* **EXERCISE BRIEF**
Return each line of the rows below that contains the word "green", copied in full.

* **DATA IN THIS EXERCISE**
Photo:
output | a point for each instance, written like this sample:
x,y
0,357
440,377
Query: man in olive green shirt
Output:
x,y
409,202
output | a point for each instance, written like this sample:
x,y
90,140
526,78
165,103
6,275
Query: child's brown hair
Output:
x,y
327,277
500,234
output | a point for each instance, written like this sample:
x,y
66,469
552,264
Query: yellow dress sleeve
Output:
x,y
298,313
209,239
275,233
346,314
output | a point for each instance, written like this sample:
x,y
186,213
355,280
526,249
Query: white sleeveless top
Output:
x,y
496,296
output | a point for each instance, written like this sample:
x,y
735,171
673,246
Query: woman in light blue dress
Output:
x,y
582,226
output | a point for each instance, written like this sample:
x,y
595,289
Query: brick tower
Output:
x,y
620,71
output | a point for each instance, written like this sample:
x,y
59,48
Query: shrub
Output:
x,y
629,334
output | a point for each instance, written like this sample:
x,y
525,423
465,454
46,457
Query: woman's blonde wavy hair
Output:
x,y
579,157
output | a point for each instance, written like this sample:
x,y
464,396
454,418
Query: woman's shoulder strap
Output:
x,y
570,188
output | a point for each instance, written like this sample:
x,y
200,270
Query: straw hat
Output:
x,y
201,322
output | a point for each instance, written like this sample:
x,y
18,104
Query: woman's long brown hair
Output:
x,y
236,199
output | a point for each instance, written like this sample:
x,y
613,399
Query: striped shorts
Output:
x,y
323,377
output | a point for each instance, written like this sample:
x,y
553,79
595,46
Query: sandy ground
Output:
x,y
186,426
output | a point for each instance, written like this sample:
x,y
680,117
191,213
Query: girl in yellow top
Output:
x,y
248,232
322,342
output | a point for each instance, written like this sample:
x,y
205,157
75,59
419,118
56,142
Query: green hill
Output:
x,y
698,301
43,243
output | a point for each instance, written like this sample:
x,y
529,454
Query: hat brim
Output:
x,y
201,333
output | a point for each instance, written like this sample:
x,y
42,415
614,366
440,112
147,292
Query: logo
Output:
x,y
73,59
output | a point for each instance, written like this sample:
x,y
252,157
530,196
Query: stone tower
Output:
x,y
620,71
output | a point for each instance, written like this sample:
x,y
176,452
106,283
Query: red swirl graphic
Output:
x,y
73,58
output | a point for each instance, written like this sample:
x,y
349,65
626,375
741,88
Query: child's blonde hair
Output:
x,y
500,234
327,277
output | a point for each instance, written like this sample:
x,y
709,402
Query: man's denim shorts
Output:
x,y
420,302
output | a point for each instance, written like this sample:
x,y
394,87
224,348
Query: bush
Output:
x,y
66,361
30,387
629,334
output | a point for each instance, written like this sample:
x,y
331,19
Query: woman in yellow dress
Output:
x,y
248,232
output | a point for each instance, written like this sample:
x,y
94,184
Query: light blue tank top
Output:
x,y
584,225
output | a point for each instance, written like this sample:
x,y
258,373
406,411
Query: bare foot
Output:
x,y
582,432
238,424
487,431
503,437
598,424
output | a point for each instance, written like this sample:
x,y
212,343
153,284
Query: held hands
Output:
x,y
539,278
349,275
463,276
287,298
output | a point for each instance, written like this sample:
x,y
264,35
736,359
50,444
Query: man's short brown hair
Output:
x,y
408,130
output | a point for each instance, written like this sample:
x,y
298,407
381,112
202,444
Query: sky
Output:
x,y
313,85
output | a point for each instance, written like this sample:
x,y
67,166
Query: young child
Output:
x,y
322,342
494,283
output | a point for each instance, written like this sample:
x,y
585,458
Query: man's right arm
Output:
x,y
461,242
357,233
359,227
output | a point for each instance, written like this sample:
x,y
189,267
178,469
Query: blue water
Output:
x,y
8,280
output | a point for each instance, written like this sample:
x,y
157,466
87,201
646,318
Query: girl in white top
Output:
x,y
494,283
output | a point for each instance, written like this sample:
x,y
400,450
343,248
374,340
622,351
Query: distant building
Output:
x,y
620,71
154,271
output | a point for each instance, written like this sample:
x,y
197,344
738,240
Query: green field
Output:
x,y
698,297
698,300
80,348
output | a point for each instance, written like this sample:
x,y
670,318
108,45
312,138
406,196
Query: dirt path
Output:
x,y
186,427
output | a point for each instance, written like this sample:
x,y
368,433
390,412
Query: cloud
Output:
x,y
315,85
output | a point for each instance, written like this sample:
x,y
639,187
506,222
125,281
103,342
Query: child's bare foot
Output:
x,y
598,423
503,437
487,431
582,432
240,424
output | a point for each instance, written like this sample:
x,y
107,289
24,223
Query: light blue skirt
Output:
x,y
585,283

* **ANSWER TO THIS TASK**
Query: man in olive green shirt
Query: green hill
Query: green field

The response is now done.